Document extract:
(begin)

Figure 8 describes the streamlines in the order of the shapes of the hot cylinder (circular, rectangular, and square) inside the inclined square enclosure (Ø = 45°) at different Rayleigh numbers (106-109). As a result of the temperature difference between the hot cylinder wall and the cold walls to the right and left, the buoyancy effect will appear, so vortices are generated inside the inclined enclosure. The working fluid moves from the beginning of the wall of the hot cylinder until it collides with the walls of the enclosure, which leads to a decrease in air temperature to moderate with a difference in density. By increasing the Rayleigh numbers, it was observed that the circular configuration generates more vortices compared to the others because the passage of air was not subjected to an obstacle that reduced the flow. Moreover, at low Rayleigh values, the convergence of the streamlines is very obvious, where the area with convergence has the air velocity, while the divergence of the lines indicates a decrease in velocity.
Figure 8. Distribution of Streamline for different configuration cylinders at (a) Ra of 106, (b) Ra of 107, (c) Ra of 108, and (d) Ra of 109
Vortexes are generated as a result of flow separation around an obstacle. The shape difference alters the pressure distribution and separation zones, which directly affects the velocity distribution pattern. In the case of a circular obstacle, the streamlines are more streamlined, producing relatively symmetrical vortices, whereas rectangular and square obstacles exhibit larger separation zones and sharp corners that concentrate shear stresses, increasing flow irregularity. These vortices interact with the thermal boundary layers on the interior walls of the cavity, enhancing heat mixing in areas where the vortices directly collide with the hot or cold walls, while weakening heat transfer in areas where low-speed recirculation zones form. This interaction between vortex dynamics and boundary layer development plays a crucial role in determining the efficiency of heat transfer within a system.
Figure 9 shows the change of Nusselt numbers with Rayleigh numbers within the laminar flow of heat transfer around cylinders exposed to a hot temperature of various configurations. It can be observed that the Nusselt numbers gradually increase with increasing the ranges of the Rayleigh numbers, whereas the difference of the Rayleigh numbers increases, and a jump occurs by increasing the Nusselt number. It can also be noted that the circular configuration of the cylinder has achieved maximum heat transfer compared to the square and rectangular configurations as a result of the convergence of the flow lines to each other and the increase in fluid velocity. The Rayleigh number (Ra) represents the driving force of natural convection, is a function of the temperature difference, the physical properties of the liquid, and geometric dimensions. The higher the Rayleigh number, the greater the intensity of convection, and therefore the Nusselt number (Nu) representing the rate of convective heat transfer increases. The circular cylinder shows the highest values of the Nusselt number at all Rayleigh number values, as it causes the least resistance to the air flow around it, which leads to enhanced natural convection as well as causes a more uniform and less separated flow of runoff, which enhances heat transfer. As for the square cylinder, its performance is lower than the circular one, but higher than the rectangular one. The presence of sharp corners creates stagnation zones and thermal pockets, which reduces the efficiency of heat exchange compared to the round shape. They still retain an acceptable amount of heat exchange because the exchange surface is approximated in different directions. The rectangular cylinder shows the lowest values of the Nusselt number. The rectangular shape increases the resistance to runoff and creates larger stagnation zones and areas with eddy currents (vortices), which reduces the efficiency of convection. The effect of tilting the inclined enclosure changes the distribution of buoyancy forces generated by the temperature difference. In inclined cavities, the direction of gravity controls the thermal flow pattern, which makes the effect of the internal body shape more prominent on the thermal transition. This change in the distribution of runoff affects differently each of the internal forms, depending on how the runoff interacts with it.

(end)

Given instruction:
Answer these about the text on heat transfer around hot cylinders:
1. At what angle is the square enclosure tilted?
2. Which cylinder shape shows the lowest Nusselt number?
3. What do the sharp corners of rectangular and square obstacles concentrate?
The listing after this text isn't needed.

Supplied information:
(begin)

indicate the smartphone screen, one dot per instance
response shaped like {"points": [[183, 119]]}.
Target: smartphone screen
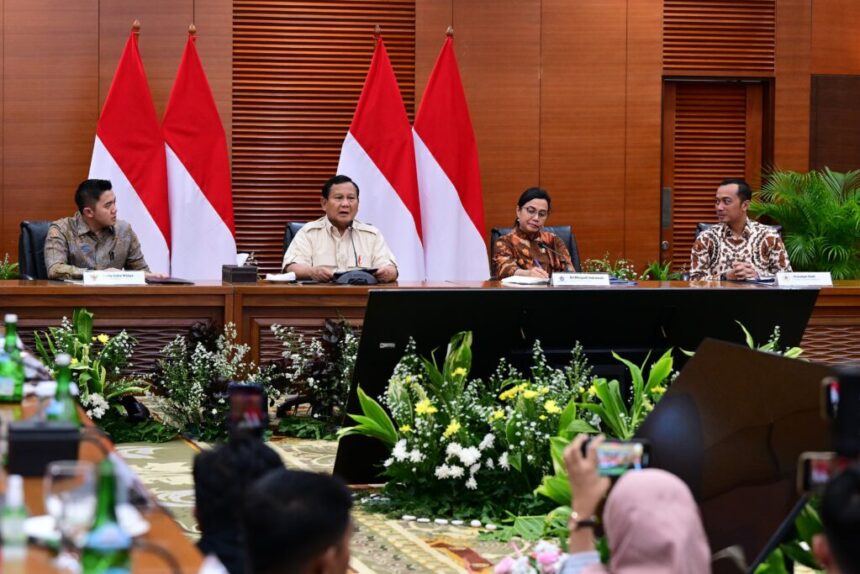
{"points": [[248, 411], [614, 458], [829, 397]]}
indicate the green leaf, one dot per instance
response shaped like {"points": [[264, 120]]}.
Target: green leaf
{"points": [[747, 335], [556, 488]]}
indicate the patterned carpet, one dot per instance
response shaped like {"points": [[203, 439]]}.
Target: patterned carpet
{"points": [[380, 545]]}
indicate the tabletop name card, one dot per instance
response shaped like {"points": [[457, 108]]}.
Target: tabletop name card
{"points": [[804, 279], [580, 279], [114, 278]]}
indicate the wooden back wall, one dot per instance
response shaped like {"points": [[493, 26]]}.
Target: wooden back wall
{"points": [[566, 95]]}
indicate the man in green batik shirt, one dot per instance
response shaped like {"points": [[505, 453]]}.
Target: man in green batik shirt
{"points": [[92, 238]]}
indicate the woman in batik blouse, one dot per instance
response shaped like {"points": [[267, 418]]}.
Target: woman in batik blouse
{"points": [[529, 250]]}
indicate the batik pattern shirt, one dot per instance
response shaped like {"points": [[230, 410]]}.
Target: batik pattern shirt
{"points": [[517, 250], [717, 249], [72, 248]]}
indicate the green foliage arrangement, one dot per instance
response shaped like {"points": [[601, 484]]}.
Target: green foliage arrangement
{"points": [[192, 376], [8, 270], [317, 372], [656, 271], [820, 216], [620, 268]]}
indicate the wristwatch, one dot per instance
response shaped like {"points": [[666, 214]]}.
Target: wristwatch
{"points": [[577, 522]]}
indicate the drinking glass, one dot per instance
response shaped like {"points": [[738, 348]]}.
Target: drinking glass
{"points": [[70, 498]]}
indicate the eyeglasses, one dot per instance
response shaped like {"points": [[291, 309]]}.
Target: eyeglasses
{"points": [[531, 211]]}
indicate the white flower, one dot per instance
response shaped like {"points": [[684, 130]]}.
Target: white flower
{"points": [[469, 456], [399, 452], [487, 441]]}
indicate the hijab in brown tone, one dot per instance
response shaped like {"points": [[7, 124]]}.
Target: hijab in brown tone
{"points": [[653, 526]]}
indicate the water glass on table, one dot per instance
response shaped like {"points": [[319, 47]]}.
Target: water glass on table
{"points": [[70, 498]]}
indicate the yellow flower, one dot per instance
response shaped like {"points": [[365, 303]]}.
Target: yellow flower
{"points": [[551, 407], [453, 428], [425, 407]]}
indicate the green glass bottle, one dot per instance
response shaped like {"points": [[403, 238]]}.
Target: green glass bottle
{"points": [[11, 366], [63, 407], [107, 548]]}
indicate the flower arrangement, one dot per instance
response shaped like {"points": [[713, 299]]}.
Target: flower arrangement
{"points": [[544, 558], [98, 362], [470, 447], [316, 371], [8, 269], [192, 376], [621, 268]]}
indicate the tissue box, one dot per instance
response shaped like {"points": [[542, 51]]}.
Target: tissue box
{"points": [[33, 444], [237, 274]]}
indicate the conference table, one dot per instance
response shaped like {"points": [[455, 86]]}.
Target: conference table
{"points": [[164, 532], [155, 314]]}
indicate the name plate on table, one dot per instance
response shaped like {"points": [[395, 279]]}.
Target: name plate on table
{"points": [[580, 279], [114, 278], [804, 279]]}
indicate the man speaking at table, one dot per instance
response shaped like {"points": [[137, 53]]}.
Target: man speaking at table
{"points": [[737, 248], [93, 238], [337, 242]]}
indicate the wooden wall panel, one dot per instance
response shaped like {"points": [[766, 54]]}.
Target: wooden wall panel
{"points": [[643, 116], [163, 31], [50, 97], [792, 85], [834, 25], [298, 70], [499, 55], [583, 136]]}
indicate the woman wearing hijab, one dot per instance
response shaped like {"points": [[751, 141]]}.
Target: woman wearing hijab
{"points": [[528, 249], [651, 520]]}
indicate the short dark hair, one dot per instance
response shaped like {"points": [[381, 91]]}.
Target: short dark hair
{"points": [[290, 517], [744, 191], [89, 192], [336, 180], [534, 193], [223, 474], [840, 515]]}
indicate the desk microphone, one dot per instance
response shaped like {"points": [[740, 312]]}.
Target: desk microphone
{"points": [[546, 247]]}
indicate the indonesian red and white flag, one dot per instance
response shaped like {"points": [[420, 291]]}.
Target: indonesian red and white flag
{"points": [[198, 175], [449, 179], [379, 156], [129, 151]]}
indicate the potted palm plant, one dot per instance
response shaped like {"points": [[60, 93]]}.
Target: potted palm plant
{"points": [[819, 212]]}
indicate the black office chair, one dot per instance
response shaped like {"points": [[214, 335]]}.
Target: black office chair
{"points": [[700, 227], [564, 233], [290, 231], [31, 249]]}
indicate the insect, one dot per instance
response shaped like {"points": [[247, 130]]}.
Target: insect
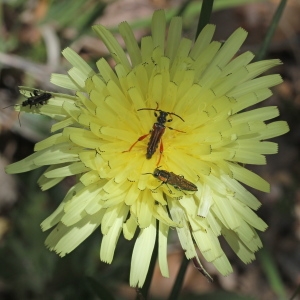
{"points": [[36, 98], [177, 181], [156, 132]]}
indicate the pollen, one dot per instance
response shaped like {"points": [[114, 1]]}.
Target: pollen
{"points": [[160, 140]]}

(end)

The response:
1. 45°
2. The rectangular cylinder
3. Shear stresses